# Supplied data:
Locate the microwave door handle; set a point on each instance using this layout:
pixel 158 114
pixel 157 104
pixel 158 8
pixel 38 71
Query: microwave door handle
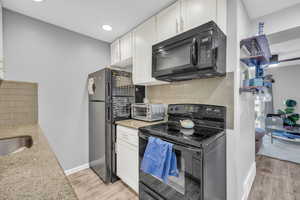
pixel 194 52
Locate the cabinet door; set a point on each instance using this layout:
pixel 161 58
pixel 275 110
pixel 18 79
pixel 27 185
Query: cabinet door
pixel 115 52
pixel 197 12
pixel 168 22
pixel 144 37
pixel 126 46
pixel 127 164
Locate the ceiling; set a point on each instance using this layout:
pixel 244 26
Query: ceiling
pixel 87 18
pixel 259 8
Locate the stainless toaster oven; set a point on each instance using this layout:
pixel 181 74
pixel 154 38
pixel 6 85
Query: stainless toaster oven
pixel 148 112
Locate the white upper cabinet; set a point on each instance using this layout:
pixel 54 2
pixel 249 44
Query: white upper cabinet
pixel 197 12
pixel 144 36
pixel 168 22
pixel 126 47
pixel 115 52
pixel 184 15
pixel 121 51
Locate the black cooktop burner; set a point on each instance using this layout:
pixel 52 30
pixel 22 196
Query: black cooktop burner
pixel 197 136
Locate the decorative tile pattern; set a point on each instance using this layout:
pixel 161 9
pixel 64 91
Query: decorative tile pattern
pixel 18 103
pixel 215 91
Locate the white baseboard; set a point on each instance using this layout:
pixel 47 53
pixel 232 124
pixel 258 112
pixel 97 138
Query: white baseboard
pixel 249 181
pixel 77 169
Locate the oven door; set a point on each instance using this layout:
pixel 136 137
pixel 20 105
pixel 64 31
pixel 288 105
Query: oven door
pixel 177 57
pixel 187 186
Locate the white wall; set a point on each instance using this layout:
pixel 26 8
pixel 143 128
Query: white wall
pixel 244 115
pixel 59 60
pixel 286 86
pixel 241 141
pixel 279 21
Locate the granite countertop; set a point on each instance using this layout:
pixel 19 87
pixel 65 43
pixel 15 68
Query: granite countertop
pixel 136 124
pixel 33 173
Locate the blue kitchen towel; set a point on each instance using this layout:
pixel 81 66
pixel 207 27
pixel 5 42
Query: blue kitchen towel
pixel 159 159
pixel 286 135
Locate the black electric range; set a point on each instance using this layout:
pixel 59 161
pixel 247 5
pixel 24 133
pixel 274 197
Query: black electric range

# Exercise:
Produce an exact transcription of the lines from the one containing "pixel 207 27" through the end of the records, both included, and no other lines.

# Result for this task:
pixel 207 27
pixel 5 42
Query: blue kitchen towel
pixel 159 159
pixel 286 135
Locate the black electric range; set a point on each instance using this layout:
pixel 59 161
pixel 247 5
pixel 24 133
pixel 274 197
Query: black electric range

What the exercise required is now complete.